### [PASSAGE PROVIDED]
▼▼▼
For immediate release Thursday 2 April 2015

CYF Review: Expert Panel must consult external organisations working at the coal-face

Grandparents Raising Grandchildren Trust New Zealand welcomes Minister for Social Development, Anne Tolley’s decision to appoint an independent panel to review and lead a “complete overhaul of Child, Youth and Family.”

“This review is a long time coming and we support the Minister’s initiative to appoint this panel to work out how and why the CYF system is failing our children, young people, their families and caregivers,” says Diane Vivian, GRG Founder.

“But to fully understand the problems and how to fix them, the panel must also consult with grassroots community organisations like ours working at the coal-face with vulnerable children and their caregivers.”

“Too many of our grandparent caregivers and their grandchildren have had negative experiences dealing with CYF causing a lack of trust and confidence in the system and its ability to provide services that are in the best interests of the child.
▲▲▲
### [INFORMATION PROVIDED]
▼▼▼
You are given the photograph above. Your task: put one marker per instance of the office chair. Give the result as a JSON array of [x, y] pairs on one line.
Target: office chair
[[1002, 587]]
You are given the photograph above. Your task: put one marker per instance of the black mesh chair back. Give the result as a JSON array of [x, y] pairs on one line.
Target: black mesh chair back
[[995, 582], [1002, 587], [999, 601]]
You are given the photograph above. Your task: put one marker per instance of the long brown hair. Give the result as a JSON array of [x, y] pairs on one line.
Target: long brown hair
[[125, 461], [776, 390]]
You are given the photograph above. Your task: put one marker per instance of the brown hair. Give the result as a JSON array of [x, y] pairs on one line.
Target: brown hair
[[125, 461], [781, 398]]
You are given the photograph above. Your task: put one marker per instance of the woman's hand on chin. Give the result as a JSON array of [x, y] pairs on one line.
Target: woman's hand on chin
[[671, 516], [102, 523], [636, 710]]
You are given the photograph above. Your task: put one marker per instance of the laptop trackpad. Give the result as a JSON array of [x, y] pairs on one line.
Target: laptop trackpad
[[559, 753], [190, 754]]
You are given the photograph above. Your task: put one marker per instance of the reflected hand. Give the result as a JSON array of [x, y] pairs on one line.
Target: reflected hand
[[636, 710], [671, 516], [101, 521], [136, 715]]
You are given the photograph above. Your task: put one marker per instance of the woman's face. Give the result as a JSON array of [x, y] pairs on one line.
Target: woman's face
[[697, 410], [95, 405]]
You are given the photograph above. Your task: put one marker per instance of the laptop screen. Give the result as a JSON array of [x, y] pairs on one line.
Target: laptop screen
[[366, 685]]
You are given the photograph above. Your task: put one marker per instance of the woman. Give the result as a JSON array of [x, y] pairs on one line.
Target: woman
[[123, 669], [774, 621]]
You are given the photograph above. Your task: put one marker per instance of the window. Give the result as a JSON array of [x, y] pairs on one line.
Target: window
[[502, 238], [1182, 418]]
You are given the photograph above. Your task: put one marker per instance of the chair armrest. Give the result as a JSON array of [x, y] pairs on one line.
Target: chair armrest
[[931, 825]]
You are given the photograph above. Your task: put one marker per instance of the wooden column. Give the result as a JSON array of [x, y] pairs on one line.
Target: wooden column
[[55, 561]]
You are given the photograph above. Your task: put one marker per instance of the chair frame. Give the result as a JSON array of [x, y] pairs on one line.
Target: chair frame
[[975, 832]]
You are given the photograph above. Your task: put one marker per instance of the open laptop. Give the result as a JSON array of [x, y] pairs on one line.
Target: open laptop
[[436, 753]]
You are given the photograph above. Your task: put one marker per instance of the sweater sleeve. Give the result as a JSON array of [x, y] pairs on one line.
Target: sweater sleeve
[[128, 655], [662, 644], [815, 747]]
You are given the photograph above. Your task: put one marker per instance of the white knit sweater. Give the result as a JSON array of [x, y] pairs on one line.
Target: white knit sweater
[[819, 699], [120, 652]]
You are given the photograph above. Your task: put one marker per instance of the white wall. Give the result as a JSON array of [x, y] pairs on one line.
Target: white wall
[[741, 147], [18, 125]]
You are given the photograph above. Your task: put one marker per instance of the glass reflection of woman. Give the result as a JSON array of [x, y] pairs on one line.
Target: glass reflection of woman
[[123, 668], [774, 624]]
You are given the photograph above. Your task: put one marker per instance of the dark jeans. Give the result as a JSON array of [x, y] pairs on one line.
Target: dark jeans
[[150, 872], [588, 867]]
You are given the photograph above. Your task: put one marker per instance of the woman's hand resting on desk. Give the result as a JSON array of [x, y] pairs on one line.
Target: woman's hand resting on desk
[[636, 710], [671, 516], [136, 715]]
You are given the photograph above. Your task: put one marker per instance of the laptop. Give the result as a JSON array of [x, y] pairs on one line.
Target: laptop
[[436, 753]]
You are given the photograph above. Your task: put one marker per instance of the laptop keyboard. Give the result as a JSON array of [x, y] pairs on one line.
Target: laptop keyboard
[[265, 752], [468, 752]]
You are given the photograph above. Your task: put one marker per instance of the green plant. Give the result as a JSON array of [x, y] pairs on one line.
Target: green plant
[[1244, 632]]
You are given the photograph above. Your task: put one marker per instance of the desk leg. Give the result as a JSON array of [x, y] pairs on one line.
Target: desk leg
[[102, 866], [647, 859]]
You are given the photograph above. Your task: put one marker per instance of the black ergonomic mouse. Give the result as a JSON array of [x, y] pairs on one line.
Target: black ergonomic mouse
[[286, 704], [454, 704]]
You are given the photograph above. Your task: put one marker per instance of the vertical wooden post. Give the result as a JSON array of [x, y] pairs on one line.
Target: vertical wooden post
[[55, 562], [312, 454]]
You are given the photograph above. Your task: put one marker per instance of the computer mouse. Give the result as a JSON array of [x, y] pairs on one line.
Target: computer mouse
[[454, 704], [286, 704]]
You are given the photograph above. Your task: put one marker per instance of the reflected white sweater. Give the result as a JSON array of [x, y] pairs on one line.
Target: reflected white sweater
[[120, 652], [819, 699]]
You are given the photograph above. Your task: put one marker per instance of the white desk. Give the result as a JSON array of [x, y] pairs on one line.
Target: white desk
▲▲▲
### [TASK SET]
1. In the press release above, rewrite the paragraph beginning "Grandparents Raising Grandchildren Trust New Zealand welcomes" as one shorter sentence that keeps its main facts.
2. According to the press release above, who is the GRG Founder?

### [COMPLETED EXERCISE]
1. Grandparents Raising Grandchildren Trust New Zealand welcomes Social Development Minister Anne Tolley's appointment of an independent panel to review and lead a "complete overhaul of Child, Youth and Family."

2. Diane Vivian